[Work to do]
Reproduce the following material verbatim, line for line, from beginning to end.

— Begin —

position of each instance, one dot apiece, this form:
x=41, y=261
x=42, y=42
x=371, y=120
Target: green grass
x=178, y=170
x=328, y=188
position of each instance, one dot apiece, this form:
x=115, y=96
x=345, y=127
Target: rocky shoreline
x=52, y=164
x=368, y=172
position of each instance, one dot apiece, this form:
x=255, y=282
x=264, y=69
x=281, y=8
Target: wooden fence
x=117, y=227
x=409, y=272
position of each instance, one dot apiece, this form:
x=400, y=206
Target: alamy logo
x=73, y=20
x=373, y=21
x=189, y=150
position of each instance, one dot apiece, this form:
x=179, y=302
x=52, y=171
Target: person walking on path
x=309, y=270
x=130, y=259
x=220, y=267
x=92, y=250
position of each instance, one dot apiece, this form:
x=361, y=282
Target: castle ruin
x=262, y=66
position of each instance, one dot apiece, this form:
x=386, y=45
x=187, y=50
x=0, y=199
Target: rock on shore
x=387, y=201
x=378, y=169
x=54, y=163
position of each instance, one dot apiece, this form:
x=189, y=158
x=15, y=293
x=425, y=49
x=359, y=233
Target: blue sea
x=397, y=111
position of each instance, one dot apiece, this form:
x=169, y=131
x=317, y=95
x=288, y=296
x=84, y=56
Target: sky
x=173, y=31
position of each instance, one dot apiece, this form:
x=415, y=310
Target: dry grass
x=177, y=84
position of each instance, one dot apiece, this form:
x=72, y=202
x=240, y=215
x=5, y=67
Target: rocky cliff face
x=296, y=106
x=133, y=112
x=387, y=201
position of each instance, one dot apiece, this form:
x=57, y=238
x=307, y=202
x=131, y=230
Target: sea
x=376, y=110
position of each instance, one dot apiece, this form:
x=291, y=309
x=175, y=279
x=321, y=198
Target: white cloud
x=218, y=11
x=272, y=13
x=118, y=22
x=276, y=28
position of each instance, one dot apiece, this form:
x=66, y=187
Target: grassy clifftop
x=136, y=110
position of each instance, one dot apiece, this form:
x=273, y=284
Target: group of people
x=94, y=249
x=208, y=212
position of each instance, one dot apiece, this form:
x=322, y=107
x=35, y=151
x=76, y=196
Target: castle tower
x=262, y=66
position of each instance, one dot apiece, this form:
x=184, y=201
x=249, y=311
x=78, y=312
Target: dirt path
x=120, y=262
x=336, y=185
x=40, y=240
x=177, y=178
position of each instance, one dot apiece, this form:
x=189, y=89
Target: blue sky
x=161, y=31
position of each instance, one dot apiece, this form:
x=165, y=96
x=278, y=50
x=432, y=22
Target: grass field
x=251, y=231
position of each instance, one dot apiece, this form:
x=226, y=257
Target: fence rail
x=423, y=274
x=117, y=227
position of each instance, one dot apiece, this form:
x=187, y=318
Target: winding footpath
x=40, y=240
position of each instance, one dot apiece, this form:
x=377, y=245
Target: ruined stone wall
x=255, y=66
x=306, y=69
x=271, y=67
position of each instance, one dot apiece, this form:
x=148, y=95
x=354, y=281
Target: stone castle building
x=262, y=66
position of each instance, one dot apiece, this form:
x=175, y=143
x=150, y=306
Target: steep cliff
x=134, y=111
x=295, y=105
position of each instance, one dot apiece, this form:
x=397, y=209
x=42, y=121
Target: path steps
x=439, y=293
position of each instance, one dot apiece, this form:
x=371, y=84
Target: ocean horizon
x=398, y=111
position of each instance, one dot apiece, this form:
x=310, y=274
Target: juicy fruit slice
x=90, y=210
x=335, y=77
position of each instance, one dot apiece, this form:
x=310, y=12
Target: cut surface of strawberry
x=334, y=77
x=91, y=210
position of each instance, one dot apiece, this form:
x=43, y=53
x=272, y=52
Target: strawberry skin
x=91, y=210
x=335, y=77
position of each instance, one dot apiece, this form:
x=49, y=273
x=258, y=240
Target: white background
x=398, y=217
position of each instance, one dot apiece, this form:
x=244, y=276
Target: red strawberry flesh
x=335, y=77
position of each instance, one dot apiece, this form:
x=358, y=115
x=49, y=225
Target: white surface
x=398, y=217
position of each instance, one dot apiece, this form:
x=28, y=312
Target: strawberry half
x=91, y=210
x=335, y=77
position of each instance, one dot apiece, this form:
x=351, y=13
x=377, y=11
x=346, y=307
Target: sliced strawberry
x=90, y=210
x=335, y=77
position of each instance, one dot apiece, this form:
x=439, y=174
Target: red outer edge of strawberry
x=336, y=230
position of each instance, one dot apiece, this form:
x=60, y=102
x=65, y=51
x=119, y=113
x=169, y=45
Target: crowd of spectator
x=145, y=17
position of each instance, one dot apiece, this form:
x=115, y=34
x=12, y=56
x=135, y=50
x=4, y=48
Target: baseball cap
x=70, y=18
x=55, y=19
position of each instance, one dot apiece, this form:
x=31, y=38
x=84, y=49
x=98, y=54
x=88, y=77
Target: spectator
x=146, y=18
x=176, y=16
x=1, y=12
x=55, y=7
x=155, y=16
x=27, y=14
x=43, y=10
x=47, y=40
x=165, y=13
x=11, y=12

— End —

[Full output]
position of each instance, one dot apiece, this form:
x=41, y=261
x=42, y=42
x=371, y=120
Target: green grass
x=178, y=170
x=328, y=188
position of each instance, one dot apiece, this form:
x=115, y=96
x=345, y=127
Target: rocky shoreline
x=52, y=164
x=368, y=172
position of each instance, one dot apiece, this form:
x=255, y=282
x=264, y=69
x=281, y=8
Target: wooden fence
x=117, y=227
x=409, y=272
position of each instance, one dot apiece, this form:
x=400, y=206
Target: alamy logo
x=73, y=20
x=373, y=21
x=189, y=150
position of each instance, one dot apiece, this form:
x=179, y=302
x=52, y=171
Target: person walking on path
x=309, y=270
x=130, y=259
x=220, y=267
x=92, y=250
position of each instance, one dot apiece, this form:
x=361, y=282
Target: castle ruin
x=262, y=66
position of each instance, one dot apiece, this form:
x=386, y=45
x=187, y=50
x=0, y=199
Target: rock on shore
x=387, y=201
x=378, y=169
x=54, y=163
position of each instance, one dot apiece, this form:
x=189, y=158
x=15, y=293
x=425, y=49
x=359, y=233
Target: blue sea
x=397, y=111
position of each instance, one dot apiece, this form:
x=169, y=131
x=317, y=95
x=288, y=296
x=84, y=56
Target: sky
x=173, y=31
position of each instance, one dot apiece, this form:
x=415, y=310
Target: dry grass
x=177, y=84
position of each instance, one dot apiece, this form:
x=72, y=202
x=240, y=215
x=5, y=67
Target: rocky cliff face
x=296, y=106
x=133, y=112
x=387, y=201
position of each instance, one dot apiece, this form:
x=57, y=238
x=307, y=202
x=131, y=230
Target: sea
x=376, y=110
position of each instance, one dot apiece, this form:
x=291, y=309
x=175, y=279
x=321, y=198
Target: white cloud
x=218, y=11
x=272, y=13
x=118, y=22
x=276, y=28
position of each instance, one dot apiece, this form:
x=66, y=187
Target: grassy clifftop
x=136, y=110
position of each instance, one dot apiece, this form:
x=273, y=284
Target: group of people
x=94, y=249
x=208, y=212
position of each instance, one dot apiece, this form:
x=322, y=107
x=35, y=151
x=76, y=196
Target: castle tower
x=262, y=66
position of each instance, one dot apiece, this form:
x=184, y=201
x=249, y=311
x=78, y=312
Target: dirt path
x=120, y=262
x=336, y=185
x=40, y=240
x=177, y=178
position of each instance, one dot apiece, this form:
x=189, y=89
Target: blue sky
x=161, y=31
position of each instance, one dot apiece, this form:
x=165, y=96
x=278, y=50
x=432, y=22
Target: grass field
x=251, y=231
position of each instance, one dot apiece, this form:
x=226, y=257
Target: fence rail
x=423, y=274
x=117, y=227
position of each instance, one dot apiece, this form:
x=187, y=318
Target: winding footpath
x=40, y=240
position of each instance, one dot apiece, this form:
x=377, y=245
Target: ruined stone wall
x=255, y=66
x=306, y=69
x=271, y=67
position of each instance, one dot apiece, this form:
x=148, y=95
x=354, y=281
Target: stone castle building
x=262, y=66
position of each instance, one dot apiece, this form:
x=175, y=143
x=150, y=306
Target: steep cliff
x=134, y=111
x=295, y=105
position of each instance, one dot apiece, this form:
x=397, y=209
x=42, y=121
Target: path steps
x=439, y=293
position of each instance, one dot apiece, this form:
x=371, y=84
Target: ocean horizon
x=398, y=111
position of each instance, one dot apiece, this form:
x=310, y=274
Target: juicy fruit slice
x=90, y=210
x=335, y=77
position of each instance, one dot apiece, this form:
x=310, y=12
Target: cut surface of strawberry
x=334, y=77
x=91, y=210
position of each instance, one dot apiece, this form:
x=43, y=53
x=272, y=52
Target: strawberry skin
x=91, y=210
x=335, y=77
position of each instance, one dot apiece, this form:
x=49, y=273
x=258, y=240
Target: white background
x=398, y=217
position of each instance, one dot apiece, this form:
x=244, y=276
Target: red strawberry flesh
x=335, y=77
position of each instance, one dot apiece, this form:
x=358, y=115
x=49, y=225
Target: white surface
x=398, y=217
position of each instance, one dot apiece, this form:
x=28, y=312
Target: strawberry half
x=91, y=210
x=335, y=77
position of each instance, one dot apiece, this form:
x=351, y=13
x=377, y=11
x=346, y=307
Target: sliced strawberry
x=90, y=210
x=335, y=77
position of each instance, one dot apiece, this form:
x=439, y=174
Target: red outer edge of strawberry
x=336, y=230
position of each instance, one dot apiece, this form:
x=60, y=102
x=65, y=51
x=119, y=113
x=169, y=45
Target: crowd of spectator
x=145, y=17
position of each instance, one dot apiece, this form:
x=115, y=34
x=12, y=56
x=135, y=50
x=4, y=48
Target: baseball cap
x=70, y=18
x=55, y=19
position of each instance, one dot apiece, this form:
x=31, y=38
x=84, y=49
x=98, y=54
x=88, y=77
Target: spectator
x=146, y=18
x=176, y=16
x=1, y=12
x=55, y=7
x=155, y=16
x=27, y=14
x=43, y=10
x=47, y=40
x=165, y=13
x=11, y=12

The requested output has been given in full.